[Source material]

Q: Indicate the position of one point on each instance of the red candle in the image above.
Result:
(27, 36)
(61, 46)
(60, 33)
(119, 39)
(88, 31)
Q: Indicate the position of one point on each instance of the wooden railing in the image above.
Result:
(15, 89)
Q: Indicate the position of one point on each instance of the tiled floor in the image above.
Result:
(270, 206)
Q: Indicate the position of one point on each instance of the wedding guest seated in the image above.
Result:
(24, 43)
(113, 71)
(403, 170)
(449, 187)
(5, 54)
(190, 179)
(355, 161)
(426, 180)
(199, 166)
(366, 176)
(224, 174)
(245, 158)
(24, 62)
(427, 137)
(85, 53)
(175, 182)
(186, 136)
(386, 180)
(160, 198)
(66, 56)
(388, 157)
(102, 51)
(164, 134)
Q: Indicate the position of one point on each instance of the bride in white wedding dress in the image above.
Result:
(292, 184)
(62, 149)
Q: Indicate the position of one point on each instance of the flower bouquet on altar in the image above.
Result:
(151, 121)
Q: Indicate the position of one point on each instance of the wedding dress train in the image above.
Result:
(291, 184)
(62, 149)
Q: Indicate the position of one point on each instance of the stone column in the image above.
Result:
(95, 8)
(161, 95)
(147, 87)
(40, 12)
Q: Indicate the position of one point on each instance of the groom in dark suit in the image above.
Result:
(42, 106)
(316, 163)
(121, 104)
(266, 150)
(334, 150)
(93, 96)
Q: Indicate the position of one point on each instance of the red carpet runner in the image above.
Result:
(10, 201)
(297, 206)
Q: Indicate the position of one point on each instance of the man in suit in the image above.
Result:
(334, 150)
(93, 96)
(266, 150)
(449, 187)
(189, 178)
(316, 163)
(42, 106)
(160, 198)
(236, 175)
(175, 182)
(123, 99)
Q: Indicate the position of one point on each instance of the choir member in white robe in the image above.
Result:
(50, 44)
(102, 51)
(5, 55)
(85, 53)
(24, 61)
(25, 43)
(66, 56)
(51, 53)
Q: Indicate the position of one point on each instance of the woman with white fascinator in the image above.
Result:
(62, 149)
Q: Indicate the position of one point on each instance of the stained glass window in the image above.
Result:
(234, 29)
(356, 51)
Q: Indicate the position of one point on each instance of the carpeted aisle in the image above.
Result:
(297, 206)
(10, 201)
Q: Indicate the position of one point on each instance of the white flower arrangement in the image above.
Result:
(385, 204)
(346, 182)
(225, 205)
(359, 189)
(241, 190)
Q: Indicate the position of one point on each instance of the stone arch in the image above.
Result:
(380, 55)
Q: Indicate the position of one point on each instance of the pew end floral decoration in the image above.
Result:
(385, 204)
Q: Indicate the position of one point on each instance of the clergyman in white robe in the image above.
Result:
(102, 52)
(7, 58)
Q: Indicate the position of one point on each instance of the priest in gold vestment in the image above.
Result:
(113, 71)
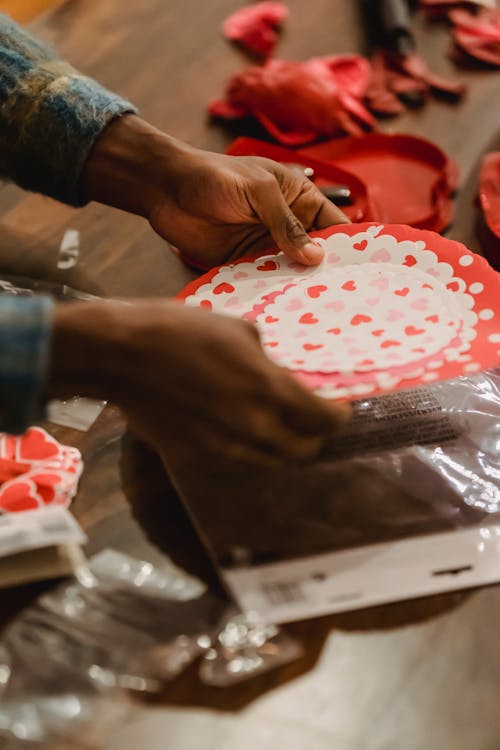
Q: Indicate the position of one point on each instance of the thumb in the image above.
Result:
(285, 228)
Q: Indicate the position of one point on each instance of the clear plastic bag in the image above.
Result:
(123, 627)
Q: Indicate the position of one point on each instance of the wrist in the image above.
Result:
(86, 350)
(131, 165)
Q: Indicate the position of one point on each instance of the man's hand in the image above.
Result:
(189, 381)
(210, 206)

[/Source material]

• _Work item_:
Write out every line of the listing exactly as written, and leave the pictures out.

• _Answer below_:
Q: Indicate the position of one point on each instance of the red candle in the image above.
Result:
(27, 36)
(61, 46)
(60, 33)
(119, 39)
(88, 31)
Q: Indicate the position of one point on each instance of the wooden railing in the image above.
Result:
(15, 89)
Q: Indicate the position of one point on each instance of the tiled floor in the image above.
Result:
(270, 206)
Q: Indicate the position of one point on each instance of the wedding guest seated in the image above.
Result:
(24, 43)
(113, 71)
(403, 170)
(449, 187)
(5, 54)
(190, 179)
(355, 161)
(426, 180)
(199, 166)
(366, 176)
(224, 174)
(245, 158)
(24, 62)
(427, 137)
(85, 53)
(175, 182)
(186, 136)
(386, 180)
(160, 198)
(66, 56)
(388, 157)
(102, 51)
(164, 134)
Q: Indicate the position of one point on each instance of the bride in white wedding dress in the image above.
Result:
(292, 184)
(62, 149)
Q: Indicate the position of one point on each instance of the flower bouquet on altar in the image above.
Result:
(151, 121)
Q: Indicate the position of one point on each instance of the wedding dress train in the image above.
Result:
(291, 184)
(62, 149)
Q: Indicate the position of one point on each instance of the stone column in the image above.
Result:
(95, 8)
(161, 95)
(147, 87)
(40, 12)
Q: Indicate the position of one point on each instance of the groom in dark suit in the image above.
Result:
(42, 106)
(316, 163)
(121, 104)
(266, 150)
(334, 150)
(93, 96)
Q: Indicate the position of one point on each instance of the red carpet runner in the image above.
Result:
(10, 201)
(297, 206)
Q: Indicate the position of one point on each instance of the man in suit in the image above.
Result:
(334, 150)
(93, 96)
(266, 150)
(449, 187)
(189, 178)
(316, 163)
(42, 106)
(160, 198)
(236, 175)
(175, 182)
(123, 99)
Q: Indicate the position of one point on each instance of the choir member in white robe in the image above.
Result:
(50, 44)
(102, 51)
(5, 55)
(85, 53)
(24, 61)
(25, 43)
(66, 56)
(51, 53)
Q: Indicate the position of one point on each instance of the woman with white fascinator in the image above.
Result:
(62, 149)
Q: Indicate the position of one point on each instance of the stained glass window in the image above.
Result:
(234, 29)
(356, 51)
Q: Indicate the position of one point on each instance of the carpeted aisle in the image above.
Result:
(297, 206)
(10, 201)
Q: Indicate the position of one point on each instance of the white flower arrangement in the image above.
Result:
(385, 204)
(346, 182)
(225, 205)
(359, 189)
(241, 190)
Q: Indicate the position of one point on each instance of the stone arch in the image above.
Result:
(380, 55)
Q: Indicate the position of one point on each instance of the pew end floral decoration in the image above.
Result:
(385, 204)
Q: Indicate the position of one point on each instance of the clergyman in white robe in the image above.
Result:
(102, 52)
(7, 58)
Q: Indicate the position of one point on each instance of the priest in gold vestment in the image above.
Result:
(113, 71)
Q: Indicate the position of one point on each instance of the thumb in the image above.
Result:
(285, 228)
Q: Indicate the position of one point on each instance of the clear plastic bag in the image above.
Result:
(123, 627)
Q: Indicate the position of one point on each instance of the wrist in the image above.
Result:
(86, 350)
(131, 165)
Q: Indicate the position of one point on each instance of the man's hand in the image above.
Result:
(189, 381)
(210, 206)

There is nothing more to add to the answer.